Kami sangat terganggu oleh laporan-laporan bahwa pasukan keamanan mungkin telah menggunakan kekerasan berlebihan dalam beberapa kekerasan."
Yangon (ANTARA News) - Beberapa orang termasuk perempuan dan anak tewas dalam serangan terhadap Muslim Rohingya di Myanmar barat yang dikoyak perselisihan, kata kelompok hak asasi manusia Jumat, saat Amerika Serikat menyuarakan peringatan.

Negara bagian Rakhine Myanmar tetap tegang setelah beberapa wabah pertumpahan darah komunal antara masyarakat Buddha dan Muslim sejak 2012 yang menewaskan dan membuat mengungsi 140.000 orang, terutama dari minoritas Rohingya, lapor AFP.

Rincian kerusuhan terbaru belum jelas, namun para aktivis mengatakan sedikitnya dua perempuan dan anak ditikam sampai mati dalam serangan terhadap satu desa dekat perbatasan dengan Bangladesh awal pekan ini, dengan kemungkinan puluhan korban.

= Perintah Tugas =
Tolong sebutkan semua nama negara yang muncul dalam kutipan berita tentang serangan terhadap Muslim Rohingya. Gunakan kutipan berita ini saja sebagai sumber.

Data penunjukan frasa rujukan:
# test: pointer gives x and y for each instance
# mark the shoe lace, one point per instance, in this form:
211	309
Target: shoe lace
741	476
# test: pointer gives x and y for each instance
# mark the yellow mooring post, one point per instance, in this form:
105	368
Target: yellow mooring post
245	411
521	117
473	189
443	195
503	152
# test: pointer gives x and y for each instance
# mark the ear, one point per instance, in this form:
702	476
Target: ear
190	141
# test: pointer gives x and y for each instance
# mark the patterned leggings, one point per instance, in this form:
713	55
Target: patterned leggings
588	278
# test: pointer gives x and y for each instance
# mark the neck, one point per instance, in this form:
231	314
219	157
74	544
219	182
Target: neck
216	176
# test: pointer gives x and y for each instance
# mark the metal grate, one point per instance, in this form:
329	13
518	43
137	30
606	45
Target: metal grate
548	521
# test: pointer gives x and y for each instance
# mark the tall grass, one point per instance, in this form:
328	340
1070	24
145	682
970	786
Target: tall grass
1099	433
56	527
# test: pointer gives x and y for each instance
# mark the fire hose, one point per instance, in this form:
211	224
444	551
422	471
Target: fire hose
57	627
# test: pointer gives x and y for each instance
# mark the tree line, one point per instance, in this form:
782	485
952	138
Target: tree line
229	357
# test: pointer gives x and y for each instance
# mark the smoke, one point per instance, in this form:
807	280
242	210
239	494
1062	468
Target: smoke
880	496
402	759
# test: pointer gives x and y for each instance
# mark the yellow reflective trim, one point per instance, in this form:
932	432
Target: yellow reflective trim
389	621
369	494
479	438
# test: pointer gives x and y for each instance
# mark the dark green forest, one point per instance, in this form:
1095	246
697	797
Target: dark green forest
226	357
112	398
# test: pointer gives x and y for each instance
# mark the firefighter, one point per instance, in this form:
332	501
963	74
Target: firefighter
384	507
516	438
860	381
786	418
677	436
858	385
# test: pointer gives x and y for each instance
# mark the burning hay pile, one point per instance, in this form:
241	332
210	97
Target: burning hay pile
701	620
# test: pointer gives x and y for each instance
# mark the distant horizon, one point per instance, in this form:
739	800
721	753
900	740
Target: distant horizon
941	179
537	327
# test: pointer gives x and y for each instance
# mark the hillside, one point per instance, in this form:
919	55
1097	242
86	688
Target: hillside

= Jawaban Lengkap =
Myanmar, Amerika Serikat, Bangladesh